- [What is needed] Copy every entry in the listing below exactly, but not the pictures.

- [Records shown]
=== Section Start ===

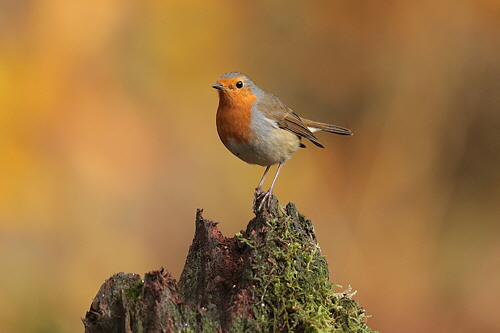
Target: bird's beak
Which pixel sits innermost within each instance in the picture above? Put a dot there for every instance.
(218, 86)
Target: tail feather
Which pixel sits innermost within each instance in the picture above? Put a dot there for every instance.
(315, 126)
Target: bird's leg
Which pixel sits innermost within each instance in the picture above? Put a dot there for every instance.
(258, 190)
(265, 197)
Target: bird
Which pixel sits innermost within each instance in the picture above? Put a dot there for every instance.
(260, 129)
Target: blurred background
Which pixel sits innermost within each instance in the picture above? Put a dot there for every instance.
(108, 145)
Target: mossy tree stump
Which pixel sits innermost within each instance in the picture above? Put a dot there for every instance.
(269, 278)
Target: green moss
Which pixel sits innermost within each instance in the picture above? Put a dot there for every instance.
(292, 290)
(133, 291)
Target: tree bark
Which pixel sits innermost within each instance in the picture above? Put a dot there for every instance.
(269, 278)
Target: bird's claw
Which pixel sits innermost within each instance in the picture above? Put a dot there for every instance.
(262, 200)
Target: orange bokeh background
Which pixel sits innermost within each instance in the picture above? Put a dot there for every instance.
(108, 145)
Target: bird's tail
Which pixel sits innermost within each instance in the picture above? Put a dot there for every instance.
(315, 126)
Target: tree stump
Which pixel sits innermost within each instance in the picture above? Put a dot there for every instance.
(269, 278)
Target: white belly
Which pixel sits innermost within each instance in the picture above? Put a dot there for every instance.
(274, 146)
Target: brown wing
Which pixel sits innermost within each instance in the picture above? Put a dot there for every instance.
(273, 108)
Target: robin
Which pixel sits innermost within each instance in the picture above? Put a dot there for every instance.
(259, 128)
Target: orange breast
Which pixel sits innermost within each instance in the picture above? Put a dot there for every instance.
(234, 115)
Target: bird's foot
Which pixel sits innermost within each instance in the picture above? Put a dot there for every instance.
(262, 200)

=== Section End ===

- [Reply]
Target: bird's beak
Which pixel sits innermost within each instance in the picture above? Put a dot there for every instance.
(218, 86)
Target: tail feather
Which pixel sits innermost within each instance in the picture above? Put a dot there for every instance.
(315, 126)
Target: bird's leg
Which pixel sits innermost within each instance in the picture above? Put a dot there for every instance.
(258, 190)
(265, 197)
Target: bird
Which pixel sits innermost within each instance in the picture above? Put a dot there for every instance.
(260, 129)
Target: blurred background
Which pixel sits innermost within each instance in the picture above? Put a dot there for every instance.
(108, 145)
Target: mossy tree stump
Which pixel sits innermost within each instance in the picture above? Put a dot there for every instance.
(269, 278)
Target: green moss
Which pixel sits innermost within each instance in the picture above? Put a dot there for every instance.
(292, 290)
(133, 291)
Target: tree bark
Which pixel sits innermost within each instance in the picture above? Put a dot there for every instance.
(269, 278)
Target: bird's claw
Which pixel sits innermost within each instance in the picture above? Put a dot there for every instance.
(262, 200)
Target: orange bokeh background
Which pixel sits innermost within each instance in the picture above? Put a dot there for every instance.
(108, 145)
Target: bird's tail
Which pixel sits innermost within each instance in the picture above? Put a dot there for every instance.
(315, 126)
Target: tree stump
Which pixel sits innermost within each instance in the picture above? Put a dot there for every instance.
(269, 278)
Target: white belly
Which pixel sits innermost within each instance in the picture above? Put a dot there for every instance.
(274, 146)
Target: brown wing
Which pixel sits innermost within each instance in the picture above? Put a dot there for every instance.
(273, 108)
Target: robin
Which pixel sits innermost within each instance in the picture above? Put a dot there for every instance.
(259, 128)
Target: orange breast
Which pixel sits innermost within each instance in the picture above? Put a dot there for every instance.
(234, 115)
Target: bird's foot
Which pixel sits innermost within each instance in the picture above? Put a dot there for every instance.
(262, 200)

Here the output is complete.